• TEXT BLOCK:
▶

Things like this, even when they don’t affect one directly, serve to remind him or her that the universe can be capricious and that life and livelihood are sometimes fragile things, so take that how you will.  Sure, there have been setbacks for me this year too, some pretty big ones in fact, but nothing like losing my home and everything I own and for that I am ever grateful.  Also, I am cherishing my friends and family just a bit more than usual these days because you never know when you might lose them forever.  People do perish even on or near holidays.  Which reminds me, my heart goes out to the family of little Delaney Brown–I can’t even imagine what it must be like to lose a child on Christmas day.  Wow.  But I am glad that her suffering is over at least.

◀

• DATA SUPPLIED:
▶

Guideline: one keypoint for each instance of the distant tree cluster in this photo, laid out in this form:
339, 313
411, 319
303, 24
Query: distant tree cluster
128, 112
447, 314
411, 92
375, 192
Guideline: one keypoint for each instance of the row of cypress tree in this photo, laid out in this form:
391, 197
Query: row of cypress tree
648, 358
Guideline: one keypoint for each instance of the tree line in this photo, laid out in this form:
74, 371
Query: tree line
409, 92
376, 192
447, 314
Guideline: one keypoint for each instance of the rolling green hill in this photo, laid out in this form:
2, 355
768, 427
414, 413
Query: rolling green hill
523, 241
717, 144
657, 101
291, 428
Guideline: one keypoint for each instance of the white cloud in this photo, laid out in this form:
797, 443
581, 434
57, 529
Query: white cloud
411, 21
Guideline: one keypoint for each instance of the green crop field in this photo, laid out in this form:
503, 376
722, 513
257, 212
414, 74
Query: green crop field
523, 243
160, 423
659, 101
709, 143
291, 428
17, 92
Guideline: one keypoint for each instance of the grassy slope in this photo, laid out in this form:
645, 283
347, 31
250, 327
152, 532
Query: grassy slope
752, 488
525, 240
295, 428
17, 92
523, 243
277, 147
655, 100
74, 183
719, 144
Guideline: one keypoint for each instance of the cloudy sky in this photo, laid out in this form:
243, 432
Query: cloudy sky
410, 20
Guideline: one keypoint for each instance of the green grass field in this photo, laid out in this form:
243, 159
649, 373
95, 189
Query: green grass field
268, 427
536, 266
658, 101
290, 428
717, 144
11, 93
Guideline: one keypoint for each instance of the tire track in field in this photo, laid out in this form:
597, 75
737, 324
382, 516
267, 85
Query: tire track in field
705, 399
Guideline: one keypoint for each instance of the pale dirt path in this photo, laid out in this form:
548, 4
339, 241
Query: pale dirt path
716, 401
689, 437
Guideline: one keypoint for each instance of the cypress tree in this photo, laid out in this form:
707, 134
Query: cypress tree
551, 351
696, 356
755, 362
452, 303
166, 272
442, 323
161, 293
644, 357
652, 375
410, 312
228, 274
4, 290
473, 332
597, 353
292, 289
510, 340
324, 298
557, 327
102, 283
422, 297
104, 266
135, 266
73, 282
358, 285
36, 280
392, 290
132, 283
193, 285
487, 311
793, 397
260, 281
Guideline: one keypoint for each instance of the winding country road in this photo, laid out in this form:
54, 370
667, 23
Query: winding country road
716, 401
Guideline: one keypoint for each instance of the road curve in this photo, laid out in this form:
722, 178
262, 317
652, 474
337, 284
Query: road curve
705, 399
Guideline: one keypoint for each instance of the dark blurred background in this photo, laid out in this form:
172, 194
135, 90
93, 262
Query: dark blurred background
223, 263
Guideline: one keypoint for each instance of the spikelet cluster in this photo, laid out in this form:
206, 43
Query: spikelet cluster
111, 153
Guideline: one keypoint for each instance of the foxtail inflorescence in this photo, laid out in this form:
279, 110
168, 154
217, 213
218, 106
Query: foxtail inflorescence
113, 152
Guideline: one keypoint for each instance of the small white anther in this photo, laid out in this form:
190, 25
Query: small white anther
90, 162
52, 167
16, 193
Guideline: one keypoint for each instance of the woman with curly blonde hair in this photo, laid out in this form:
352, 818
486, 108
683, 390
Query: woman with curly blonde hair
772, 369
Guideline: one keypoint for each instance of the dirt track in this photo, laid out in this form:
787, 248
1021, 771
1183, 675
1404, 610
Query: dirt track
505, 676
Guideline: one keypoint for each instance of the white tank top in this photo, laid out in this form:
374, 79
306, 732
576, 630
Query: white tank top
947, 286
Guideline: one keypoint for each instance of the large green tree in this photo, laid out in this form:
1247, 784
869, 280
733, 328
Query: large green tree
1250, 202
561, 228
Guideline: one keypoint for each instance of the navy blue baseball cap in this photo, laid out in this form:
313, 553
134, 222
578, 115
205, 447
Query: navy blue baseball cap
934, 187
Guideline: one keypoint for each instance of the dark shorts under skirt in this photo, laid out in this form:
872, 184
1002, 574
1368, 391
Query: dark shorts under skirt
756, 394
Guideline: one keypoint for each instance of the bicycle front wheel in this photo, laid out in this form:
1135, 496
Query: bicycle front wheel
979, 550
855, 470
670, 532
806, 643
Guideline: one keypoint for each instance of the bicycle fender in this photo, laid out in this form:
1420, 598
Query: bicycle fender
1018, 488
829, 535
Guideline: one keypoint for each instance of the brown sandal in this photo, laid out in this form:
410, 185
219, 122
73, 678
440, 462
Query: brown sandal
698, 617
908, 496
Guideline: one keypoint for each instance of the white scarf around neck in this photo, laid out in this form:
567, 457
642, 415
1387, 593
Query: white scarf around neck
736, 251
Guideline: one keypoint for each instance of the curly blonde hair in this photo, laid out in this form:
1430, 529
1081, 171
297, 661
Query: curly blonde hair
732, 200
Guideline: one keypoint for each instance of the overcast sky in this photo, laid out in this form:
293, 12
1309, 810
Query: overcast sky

◀

• WRITTEN EXERCISE:
Rewrite the passage on loss and gratitude from "Things like this, even" to "over at least.", putting "thankful" in place of "grateful".

• EXERCISE ANSWER:
Things like this, even when they don’t affect one directly, serve to remind him or her that the universe can be capricious and that life and livelihood are sometimes fragile things, so take that how you will.  Sure, there have been setbacks for me this year too, some pretty big ones in fact, but nothing like losing my home and everything I own and for that I am ever thankful.  Also, I am cherishing my friends and family just a bit more than usual these days because you never know when you might lose them forever.  People do perish even on or near holidays.  Which reminds me, my heart goes out to the family of little Delaney Brown–I can’t even imagine what it must be like to lose a child on Christmas day.  Wow.  But I am glad that her suffering is over at least.